= WHAT IS REQUIRED =
From the records below, transcribe exactly the lines that begin at the line with "form [465, 148]." and end at the line with "form [322, 455].", both included.

** DATA RECORDS follows **

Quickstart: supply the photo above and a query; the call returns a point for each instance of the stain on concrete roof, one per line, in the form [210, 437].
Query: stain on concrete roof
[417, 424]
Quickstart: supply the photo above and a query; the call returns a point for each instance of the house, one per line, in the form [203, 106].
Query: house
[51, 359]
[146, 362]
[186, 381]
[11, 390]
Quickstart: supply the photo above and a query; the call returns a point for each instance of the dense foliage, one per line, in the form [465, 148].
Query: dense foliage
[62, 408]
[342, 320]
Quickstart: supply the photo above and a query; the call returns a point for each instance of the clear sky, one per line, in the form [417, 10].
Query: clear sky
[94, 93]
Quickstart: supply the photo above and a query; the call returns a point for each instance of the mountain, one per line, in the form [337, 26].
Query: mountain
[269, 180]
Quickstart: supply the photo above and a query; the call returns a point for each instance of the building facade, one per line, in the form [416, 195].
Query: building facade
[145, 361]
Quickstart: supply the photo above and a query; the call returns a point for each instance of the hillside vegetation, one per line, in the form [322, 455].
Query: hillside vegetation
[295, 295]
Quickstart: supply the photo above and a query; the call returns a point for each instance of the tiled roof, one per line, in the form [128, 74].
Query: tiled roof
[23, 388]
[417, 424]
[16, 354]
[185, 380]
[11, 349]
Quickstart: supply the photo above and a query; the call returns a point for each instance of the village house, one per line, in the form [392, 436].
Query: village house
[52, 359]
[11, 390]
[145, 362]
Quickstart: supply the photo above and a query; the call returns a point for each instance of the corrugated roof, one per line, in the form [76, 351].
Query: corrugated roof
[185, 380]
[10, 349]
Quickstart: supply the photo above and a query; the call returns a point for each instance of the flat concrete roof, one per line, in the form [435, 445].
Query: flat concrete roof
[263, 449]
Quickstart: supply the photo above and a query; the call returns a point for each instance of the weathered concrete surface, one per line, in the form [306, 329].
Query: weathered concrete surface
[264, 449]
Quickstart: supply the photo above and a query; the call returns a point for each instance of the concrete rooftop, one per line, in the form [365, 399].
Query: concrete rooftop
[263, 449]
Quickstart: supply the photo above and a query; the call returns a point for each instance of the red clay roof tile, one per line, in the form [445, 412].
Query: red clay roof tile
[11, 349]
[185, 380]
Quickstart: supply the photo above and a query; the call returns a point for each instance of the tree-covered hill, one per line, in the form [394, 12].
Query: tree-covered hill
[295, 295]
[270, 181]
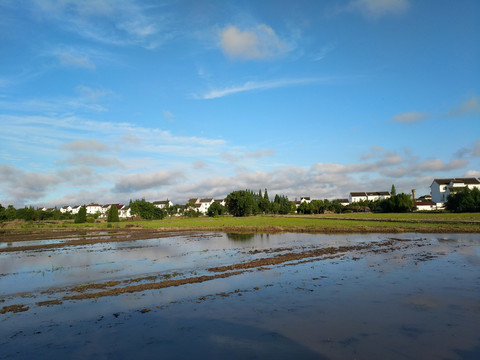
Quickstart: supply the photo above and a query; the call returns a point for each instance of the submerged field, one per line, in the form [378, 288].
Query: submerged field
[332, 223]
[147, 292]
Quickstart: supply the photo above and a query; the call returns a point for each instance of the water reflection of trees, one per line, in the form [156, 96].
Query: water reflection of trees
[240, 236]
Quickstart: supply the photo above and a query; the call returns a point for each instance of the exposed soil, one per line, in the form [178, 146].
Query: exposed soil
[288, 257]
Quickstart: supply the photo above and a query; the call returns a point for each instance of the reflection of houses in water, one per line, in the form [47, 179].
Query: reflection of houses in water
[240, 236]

** End of DATA RECORDS **
** DATA RECORDS follows **

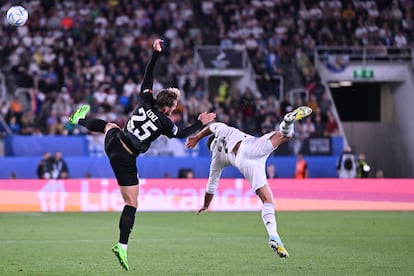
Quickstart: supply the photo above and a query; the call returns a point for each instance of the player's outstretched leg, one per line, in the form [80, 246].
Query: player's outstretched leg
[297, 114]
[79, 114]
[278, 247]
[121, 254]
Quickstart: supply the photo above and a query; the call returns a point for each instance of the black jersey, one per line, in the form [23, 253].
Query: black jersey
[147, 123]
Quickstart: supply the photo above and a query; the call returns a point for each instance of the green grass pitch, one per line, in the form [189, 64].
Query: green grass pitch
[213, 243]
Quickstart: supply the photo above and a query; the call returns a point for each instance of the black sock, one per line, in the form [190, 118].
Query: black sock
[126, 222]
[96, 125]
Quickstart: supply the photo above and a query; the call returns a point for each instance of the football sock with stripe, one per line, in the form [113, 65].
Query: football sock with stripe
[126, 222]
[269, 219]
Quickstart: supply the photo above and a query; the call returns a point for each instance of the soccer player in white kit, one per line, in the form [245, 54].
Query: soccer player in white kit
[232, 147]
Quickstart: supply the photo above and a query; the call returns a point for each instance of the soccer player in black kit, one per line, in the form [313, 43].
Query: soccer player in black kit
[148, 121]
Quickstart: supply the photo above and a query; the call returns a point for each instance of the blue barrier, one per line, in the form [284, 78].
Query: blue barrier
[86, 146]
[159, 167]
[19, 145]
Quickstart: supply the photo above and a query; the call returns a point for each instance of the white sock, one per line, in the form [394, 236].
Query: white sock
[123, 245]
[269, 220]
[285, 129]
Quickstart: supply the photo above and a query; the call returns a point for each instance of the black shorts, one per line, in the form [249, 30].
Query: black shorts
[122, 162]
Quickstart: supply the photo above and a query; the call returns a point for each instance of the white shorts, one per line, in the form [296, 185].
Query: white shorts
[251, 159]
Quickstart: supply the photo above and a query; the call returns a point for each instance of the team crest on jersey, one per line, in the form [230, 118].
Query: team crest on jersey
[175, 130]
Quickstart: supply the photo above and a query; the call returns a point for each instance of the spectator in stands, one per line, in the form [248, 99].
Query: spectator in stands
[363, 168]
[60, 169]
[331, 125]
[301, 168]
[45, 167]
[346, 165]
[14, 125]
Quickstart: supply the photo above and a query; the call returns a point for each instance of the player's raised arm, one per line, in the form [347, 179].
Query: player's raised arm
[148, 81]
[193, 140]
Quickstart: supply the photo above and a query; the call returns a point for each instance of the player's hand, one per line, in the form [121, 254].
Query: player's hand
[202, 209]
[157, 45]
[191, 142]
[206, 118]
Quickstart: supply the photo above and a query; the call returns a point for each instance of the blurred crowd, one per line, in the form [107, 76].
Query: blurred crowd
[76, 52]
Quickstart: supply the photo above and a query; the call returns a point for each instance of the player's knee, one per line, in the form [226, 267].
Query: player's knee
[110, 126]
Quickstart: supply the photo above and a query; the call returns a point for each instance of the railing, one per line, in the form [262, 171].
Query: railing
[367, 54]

** End of DATA RECORDS **

= WRITTEN SOLUTION =
Quickstart: supply the photo above and a query; the call returns a point for each instance of the dense foliage, one per line, in the form [465, 148].
Query: dense foliage
[62, 408]
[342, 320]
Quickstart: supply the photo above and a query; the call returns a point for each instance of the clear sky, one per line, in the form [417, 10].
Query: clear sky
[94, 93]
Quickstart: supply the photo above and a query; the call returns a point for each instance of the mountain, one per line, in the form [337, 26].
Query: mountain
[269, 180]
Quickstart: supply the photo above and a query; the call returns a point for each instance of the building facade, one per line, in the form [416, 195].
Query: building facade
[145, 361]
Quickstart: supply the photo above and a query; the call returns a point for each instance of the hillside vegetation, one per line, in the form [322, 455].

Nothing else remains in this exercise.